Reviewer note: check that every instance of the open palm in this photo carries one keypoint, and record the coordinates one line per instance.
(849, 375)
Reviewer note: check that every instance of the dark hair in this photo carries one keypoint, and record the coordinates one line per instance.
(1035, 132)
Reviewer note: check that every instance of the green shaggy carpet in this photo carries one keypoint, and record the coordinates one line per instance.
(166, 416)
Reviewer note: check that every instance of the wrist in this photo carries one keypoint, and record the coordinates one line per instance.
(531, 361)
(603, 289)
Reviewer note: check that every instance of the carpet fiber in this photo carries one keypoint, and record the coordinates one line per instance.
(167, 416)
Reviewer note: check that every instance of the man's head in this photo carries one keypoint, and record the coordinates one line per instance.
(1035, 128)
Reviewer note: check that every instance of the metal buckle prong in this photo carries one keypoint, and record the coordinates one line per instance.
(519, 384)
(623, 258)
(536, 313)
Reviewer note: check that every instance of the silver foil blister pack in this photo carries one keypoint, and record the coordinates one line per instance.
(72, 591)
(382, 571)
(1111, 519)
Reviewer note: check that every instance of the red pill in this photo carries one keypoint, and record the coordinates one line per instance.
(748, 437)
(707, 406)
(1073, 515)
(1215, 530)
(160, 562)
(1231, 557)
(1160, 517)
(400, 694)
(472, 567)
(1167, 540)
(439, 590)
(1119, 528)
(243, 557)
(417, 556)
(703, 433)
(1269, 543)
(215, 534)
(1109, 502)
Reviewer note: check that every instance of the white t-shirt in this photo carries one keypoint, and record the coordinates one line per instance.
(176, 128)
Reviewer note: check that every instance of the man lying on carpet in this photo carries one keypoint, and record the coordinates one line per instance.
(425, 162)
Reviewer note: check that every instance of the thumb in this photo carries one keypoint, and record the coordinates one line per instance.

PROBLEM DETAILS:
The records above are to be restated word for word, in full.

EXERCISE RESPONSE:
Reviewer note: check that every instance of the open palm in this photo carries one keypoint, and record the coordinates one line per instance.
(849, 375)
Reviewer note: check that every instance of the dark hair in this photo carries one keypoint, and record the coordinates one line per instance.
(1035, 132)
Reviewer note: check that every instance of the green shaggy carpet in this photo carries one keypoint, and record the coordinates one line per instance.
(166, 416)
Reviewer note: check that every instance of the wrist in this photo carries one keypoint, and record the coordinates one line per instance.
(531, 361)
(603, 289)
Reviewer note: check that every instance of the carpet fiber in this photo carries one keypoint, and record the coordinates one line per instance.
(167, 416)
Reviewer note: check that every instance of the man's head in this photo carries one keypoint, and record the coordinates one line per instance.
(1035, 128)
Reviewer note: check that every instance of the metal buckle prong in this photo carries one keypoint, and record the coordinates one line per instance.
(519, 384)
(623, 258)
(536, 313)
Reviewer note: check that every instance of the silver foil blister pack in this photo carries one keypoint, and record the coordinates one line per instance.
(72, 591)
(382, 571)
(1111, 519)
Reviewer note: check that every instance of the red pill in this photo carries one keypoint, and record the coordinates one line per instance.
(748, 437)
(707, 406)
(1073, 515)
(1215, 530)
(160, 562)
(1231, 557)
(1160, 517)
(400, 694)
(472, 567)
(1167, 540)
(439, 590)
(1119, 528)
(243, 557)
(417, 556)
(703, 433)
(1269, 543)
(215, 534)
(1109, 502)
Reviewer note: check that every instance of the white t-shirt in this photo carries one keypoint, and record the coordinates one line per instance.
(176, 128)
Reviewer note: check that every instance of the man lying on carpet in this photo carries one keypoint, and record the coordinates one line per instance.
(425, 162)
Reviewer note: check that every instance of the thumb in this photo carries one keypoint, and record the coordinates one line per instance.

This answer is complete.